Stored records
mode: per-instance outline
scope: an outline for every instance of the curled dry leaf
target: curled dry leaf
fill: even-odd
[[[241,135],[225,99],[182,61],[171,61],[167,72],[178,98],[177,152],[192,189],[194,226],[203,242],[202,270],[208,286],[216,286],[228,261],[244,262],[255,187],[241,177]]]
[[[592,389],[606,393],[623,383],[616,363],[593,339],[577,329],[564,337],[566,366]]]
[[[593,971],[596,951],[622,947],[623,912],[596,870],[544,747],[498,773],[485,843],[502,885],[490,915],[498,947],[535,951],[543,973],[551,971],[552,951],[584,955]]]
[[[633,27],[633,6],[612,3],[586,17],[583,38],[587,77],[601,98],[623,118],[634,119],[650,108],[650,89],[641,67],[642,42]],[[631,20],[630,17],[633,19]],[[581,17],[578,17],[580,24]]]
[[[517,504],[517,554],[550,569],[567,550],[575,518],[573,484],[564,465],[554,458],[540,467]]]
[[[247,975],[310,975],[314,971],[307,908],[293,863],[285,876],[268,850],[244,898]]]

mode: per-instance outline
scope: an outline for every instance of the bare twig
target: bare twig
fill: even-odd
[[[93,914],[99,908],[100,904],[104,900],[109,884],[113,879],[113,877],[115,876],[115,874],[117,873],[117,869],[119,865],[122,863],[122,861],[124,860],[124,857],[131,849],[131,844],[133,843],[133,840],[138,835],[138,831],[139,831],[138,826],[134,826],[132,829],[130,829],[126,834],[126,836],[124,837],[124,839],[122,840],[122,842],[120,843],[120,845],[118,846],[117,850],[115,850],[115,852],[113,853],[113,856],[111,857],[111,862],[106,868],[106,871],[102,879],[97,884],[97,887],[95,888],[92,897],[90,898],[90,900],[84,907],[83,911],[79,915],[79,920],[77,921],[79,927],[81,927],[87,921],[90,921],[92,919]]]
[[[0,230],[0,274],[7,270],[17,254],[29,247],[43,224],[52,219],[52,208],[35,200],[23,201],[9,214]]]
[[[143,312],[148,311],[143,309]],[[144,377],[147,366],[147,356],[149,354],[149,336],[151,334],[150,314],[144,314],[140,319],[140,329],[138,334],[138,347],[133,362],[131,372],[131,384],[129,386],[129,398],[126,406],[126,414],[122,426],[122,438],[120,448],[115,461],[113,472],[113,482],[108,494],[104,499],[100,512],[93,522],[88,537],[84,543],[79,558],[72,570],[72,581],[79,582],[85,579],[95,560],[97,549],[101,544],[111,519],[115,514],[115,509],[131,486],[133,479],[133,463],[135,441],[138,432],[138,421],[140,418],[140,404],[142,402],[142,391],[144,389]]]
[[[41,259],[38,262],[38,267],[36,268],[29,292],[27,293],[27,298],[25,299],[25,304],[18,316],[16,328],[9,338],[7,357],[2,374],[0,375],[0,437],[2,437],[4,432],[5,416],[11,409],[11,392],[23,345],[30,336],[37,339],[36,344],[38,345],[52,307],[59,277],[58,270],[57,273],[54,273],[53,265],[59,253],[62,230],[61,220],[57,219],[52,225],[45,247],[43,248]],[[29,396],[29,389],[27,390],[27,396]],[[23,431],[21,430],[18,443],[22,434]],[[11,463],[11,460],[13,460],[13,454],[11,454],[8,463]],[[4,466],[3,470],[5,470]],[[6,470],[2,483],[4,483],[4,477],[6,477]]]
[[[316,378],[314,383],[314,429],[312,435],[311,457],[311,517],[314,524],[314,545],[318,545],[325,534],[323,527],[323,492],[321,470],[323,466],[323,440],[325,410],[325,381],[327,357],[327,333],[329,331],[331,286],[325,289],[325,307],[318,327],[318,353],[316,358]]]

## WHAT YOU HAVE TO DO
Starting from the data above, filter for lines with "leaf" and copy each one.

## SOLUTION FOR THIS TASK
scope: an outline for every instance of the curled dry leaf
target: curled dry leaf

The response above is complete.